As ESG issues rise up the agenda for Financial Services institutions, 86% of senior bankers say their firm is planning to invest in the improvement of climate-related financial disclosure in 2022. But what steps will firms need to take to ensure this becomes a reality?

The report issued by DLA PIPER, international lawfirm entitled “Raising the standard: How banks can improve the quality of climate-risk financial reporting” looks into the key issues relating to climate-related financial disclosure and ESG investing, revealing that nine in ten senior bankers agree that improving related reporting practices would have a substantive impact on global efforts to reduce climate change.

The authors polled 700 senior decisions makers within banks across UK, France, Germany, Italy and the Netherlands about their plans for improving disclosures in 2022 and beyond, the challenges they face in getting to where they need to be, and whether or not climate-related issues hold priority within their businesses.
+ + + +
Requests:
#1 Decide whether each statement agrees with the passage on climate disclosure by banks, answering yes or no and quoting the words of the passage that decide it. (a) DLA Piper issued the report. (b) The poll included decision makers at banks in Spain. (c) Most senior bankers say their firm plans to invest in better climate-related financial disclosure in 2022.
#2 Write out everything in the passage on climate disclosure by banks from "The report issued" down to "reduce climate change.", keeping the wording unchanged.
The items after this point come from a different source than the passage on climate disclosure by banks.
+ + + +
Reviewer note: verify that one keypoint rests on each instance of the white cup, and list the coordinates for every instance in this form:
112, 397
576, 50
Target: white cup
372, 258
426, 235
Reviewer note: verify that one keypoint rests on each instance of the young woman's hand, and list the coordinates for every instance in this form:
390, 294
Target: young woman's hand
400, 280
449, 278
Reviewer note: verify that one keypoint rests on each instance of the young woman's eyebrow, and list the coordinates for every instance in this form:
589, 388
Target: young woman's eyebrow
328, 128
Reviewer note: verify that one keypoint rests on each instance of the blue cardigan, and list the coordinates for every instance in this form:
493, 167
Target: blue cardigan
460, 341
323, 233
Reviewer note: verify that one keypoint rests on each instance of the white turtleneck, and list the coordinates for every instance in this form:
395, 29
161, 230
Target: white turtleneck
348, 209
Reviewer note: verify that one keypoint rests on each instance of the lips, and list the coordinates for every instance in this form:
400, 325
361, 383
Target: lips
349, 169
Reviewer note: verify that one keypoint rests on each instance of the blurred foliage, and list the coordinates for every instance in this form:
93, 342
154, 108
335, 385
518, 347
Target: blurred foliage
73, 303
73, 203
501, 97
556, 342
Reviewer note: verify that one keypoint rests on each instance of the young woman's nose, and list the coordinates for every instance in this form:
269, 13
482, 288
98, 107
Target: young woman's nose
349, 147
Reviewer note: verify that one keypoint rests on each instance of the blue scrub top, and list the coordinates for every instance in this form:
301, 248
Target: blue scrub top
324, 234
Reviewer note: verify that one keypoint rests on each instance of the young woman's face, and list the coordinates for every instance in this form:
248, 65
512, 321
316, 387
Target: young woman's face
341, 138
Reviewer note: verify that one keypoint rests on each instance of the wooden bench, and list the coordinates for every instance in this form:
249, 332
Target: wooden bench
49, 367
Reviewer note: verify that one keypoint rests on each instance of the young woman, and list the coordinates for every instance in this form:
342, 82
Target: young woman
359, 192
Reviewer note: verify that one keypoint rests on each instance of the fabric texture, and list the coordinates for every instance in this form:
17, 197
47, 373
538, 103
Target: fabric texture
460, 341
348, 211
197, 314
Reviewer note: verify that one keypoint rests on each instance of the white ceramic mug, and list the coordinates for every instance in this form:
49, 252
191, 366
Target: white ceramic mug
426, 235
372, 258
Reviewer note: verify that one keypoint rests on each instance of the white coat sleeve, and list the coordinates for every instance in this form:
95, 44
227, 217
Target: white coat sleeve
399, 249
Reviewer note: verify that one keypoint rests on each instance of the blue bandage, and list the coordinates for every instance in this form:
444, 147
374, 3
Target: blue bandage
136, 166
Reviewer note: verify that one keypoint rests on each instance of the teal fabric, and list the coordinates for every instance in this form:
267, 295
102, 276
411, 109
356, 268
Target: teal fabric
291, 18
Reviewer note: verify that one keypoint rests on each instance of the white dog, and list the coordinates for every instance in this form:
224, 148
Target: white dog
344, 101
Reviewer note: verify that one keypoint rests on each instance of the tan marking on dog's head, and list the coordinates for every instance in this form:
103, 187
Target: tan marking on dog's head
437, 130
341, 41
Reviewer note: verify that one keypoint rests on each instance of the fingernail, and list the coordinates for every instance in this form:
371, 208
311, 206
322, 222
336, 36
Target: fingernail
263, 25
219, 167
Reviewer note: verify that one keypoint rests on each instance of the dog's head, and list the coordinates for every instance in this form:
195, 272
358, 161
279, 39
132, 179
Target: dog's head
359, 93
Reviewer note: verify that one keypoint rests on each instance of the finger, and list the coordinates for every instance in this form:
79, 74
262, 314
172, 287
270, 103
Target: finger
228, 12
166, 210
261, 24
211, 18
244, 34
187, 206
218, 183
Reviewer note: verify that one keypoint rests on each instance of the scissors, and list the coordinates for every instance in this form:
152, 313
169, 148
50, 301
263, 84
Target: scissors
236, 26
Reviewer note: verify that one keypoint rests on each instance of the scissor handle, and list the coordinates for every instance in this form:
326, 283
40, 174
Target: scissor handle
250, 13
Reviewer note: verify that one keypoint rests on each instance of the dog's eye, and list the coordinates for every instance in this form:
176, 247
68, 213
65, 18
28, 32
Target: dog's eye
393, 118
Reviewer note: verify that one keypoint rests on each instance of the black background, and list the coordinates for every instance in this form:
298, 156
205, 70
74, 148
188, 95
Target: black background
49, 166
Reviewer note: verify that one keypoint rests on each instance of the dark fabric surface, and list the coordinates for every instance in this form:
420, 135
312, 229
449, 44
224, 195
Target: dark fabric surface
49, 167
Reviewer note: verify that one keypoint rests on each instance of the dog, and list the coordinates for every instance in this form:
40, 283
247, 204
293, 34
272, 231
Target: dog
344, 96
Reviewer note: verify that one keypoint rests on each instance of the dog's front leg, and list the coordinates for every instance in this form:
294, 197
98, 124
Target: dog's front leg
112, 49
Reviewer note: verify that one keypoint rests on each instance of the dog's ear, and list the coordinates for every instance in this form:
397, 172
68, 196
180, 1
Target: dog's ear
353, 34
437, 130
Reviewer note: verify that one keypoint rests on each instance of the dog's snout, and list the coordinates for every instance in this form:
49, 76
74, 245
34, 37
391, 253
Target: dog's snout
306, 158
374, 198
+ + + +
Expected answers:
#1
(a) Yes: "The report issued by DLA PIPER, international lawfirm"
(b) No: "within banks across UK, France, Germany, Italy and the Netherlands"
(c) Yes: "86% of senior bankers say their firm is planning to invest in the improvement of climate-related financial disclosure in 2022"

#2
The report issued by DLA PIPER, international lawfirm entitled “Raising the standard: How banks can improve the quality of climate-risk financial reporting” looks into the key issues relating to climate-related financial disclosure and ESG investing, revealing that nine in ten senior bankers agree that improving related reporting practices would have a substantive impact on global efforts to reduce climate change.